— Text block —

=== Section Start ===

It is with these reality check facts that the calls for Sotomayor to retire must be met. In a scathing piece for The Atlantic, columnist and podcaster Josh Barro — who is openly gay and a former Republican who left the GOP after the 2016 nomination of Trump — virtually demanded that Sotomayor step down. Barro laid out the possible scenarios from Biden getting a “slam dunk” confirmation of a “younger, liberal justice” if Sotomayor retires now, to what happens if he is not re-elected.
Barro writes, “If Sotomayor does not retire this year, we don’t know when she will next be able to retire with a likely liberal replacement….If Sotomayor doesn’t retire this year, she’ll be making a bet that she will remain fit to serve until possibly age 78 or even 82 or 84 — and she’ll be forcing the whole Democratic Party to make that high-stakes bet with her.”
This argument is not without its detractors. Sen. Elizabeth Warren (D-MA) said, “I think Justice Sotomayor is doing a terrific job, and I think she’ll be doing a terrific job for years to come.”
“I don’t think there’s anything I know about her medical condition that would disqualify her from continuing. I don’t see any reason why she wouldn’t” keep serving, said Senate Majority Whip Dick Durbin (D-IL), who chairs the Senate Judiciary Committee.
But Senators Richard Blumenthal (D-CT) and Sheldon Whitehouse (D-RI), both on the Judiciary Committee have encouraged her to step down.

=== Section End ===

— Your goal —
Duplicate the part of the text on the calls for Sotomayor to retire that opens with the words containing "It is with these" and closes with "is not re-elected.". The entries that come next are separate material and have nothing to do with the text.

(Items listed in a dataset)

=== Section Start ===

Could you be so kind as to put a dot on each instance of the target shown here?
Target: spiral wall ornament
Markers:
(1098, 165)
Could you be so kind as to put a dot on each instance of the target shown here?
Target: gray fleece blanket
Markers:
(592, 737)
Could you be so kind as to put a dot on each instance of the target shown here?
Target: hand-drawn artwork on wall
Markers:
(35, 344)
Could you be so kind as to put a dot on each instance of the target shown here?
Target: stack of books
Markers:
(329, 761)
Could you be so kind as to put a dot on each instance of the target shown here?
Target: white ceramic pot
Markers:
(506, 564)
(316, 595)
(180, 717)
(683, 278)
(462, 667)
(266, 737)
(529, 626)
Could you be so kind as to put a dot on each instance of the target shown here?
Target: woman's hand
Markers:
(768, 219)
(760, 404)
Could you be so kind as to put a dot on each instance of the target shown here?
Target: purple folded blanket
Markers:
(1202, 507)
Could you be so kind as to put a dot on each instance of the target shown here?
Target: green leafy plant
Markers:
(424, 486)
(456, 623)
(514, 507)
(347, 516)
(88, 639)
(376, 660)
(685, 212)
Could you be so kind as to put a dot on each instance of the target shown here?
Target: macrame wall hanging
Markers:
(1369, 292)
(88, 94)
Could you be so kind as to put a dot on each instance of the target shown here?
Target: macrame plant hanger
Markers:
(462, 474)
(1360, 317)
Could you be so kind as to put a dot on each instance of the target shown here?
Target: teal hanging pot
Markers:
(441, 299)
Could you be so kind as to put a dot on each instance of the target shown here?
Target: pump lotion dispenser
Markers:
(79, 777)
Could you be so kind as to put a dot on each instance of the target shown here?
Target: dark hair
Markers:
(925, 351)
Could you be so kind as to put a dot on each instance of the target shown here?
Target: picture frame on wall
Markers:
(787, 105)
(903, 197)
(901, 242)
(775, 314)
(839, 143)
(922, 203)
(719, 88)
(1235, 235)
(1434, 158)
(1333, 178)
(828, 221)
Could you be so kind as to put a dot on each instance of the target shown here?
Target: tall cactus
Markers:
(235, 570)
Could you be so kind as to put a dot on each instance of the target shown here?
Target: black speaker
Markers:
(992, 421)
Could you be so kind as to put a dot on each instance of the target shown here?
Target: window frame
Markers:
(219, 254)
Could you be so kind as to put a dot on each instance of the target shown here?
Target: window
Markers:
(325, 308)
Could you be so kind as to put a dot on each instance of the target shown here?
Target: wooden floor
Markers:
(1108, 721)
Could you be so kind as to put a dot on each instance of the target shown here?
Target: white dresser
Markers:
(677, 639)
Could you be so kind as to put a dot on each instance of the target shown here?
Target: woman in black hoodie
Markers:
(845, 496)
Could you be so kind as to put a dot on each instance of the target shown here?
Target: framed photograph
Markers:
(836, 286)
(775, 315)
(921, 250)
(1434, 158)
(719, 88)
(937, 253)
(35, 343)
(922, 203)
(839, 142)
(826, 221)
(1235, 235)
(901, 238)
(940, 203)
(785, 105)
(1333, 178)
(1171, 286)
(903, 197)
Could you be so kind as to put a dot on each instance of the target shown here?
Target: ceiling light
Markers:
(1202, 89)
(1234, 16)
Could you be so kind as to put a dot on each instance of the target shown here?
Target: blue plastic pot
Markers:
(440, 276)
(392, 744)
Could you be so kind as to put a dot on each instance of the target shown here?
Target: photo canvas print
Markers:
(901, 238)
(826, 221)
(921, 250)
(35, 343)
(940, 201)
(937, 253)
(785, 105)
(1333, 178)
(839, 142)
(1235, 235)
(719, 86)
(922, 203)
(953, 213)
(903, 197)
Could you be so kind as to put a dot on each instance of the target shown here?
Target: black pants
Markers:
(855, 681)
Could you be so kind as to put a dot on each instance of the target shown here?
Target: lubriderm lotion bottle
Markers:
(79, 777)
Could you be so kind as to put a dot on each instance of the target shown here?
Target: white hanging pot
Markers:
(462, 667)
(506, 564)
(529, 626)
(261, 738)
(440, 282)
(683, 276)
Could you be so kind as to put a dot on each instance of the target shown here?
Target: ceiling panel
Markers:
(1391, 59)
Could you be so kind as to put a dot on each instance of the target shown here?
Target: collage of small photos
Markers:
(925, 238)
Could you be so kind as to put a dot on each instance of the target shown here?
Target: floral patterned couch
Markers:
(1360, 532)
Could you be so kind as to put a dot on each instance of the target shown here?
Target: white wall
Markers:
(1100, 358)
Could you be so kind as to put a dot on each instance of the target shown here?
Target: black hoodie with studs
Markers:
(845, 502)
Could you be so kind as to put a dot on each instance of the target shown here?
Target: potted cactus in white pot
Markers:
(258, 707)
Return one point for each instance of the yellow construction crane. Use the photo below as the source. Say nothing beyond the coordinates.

=== Section End ===

— Your solution —
It is with these reality check facts that the calls for Sotomayor to retire must be met. In a scathing piece for The Atlantic, columnist and podcaster Josh Barro — who is openly gay and a former Republican who left the GOP after the 2016 nomination of Trump — virtually demanded that Sotomayor step down. Barro laid out the possible scenarios from Biden getting a “slam dunk” confirmation of a “younger, liberal justice” if Sotomayor retires now, to what happens if he is not re-elected.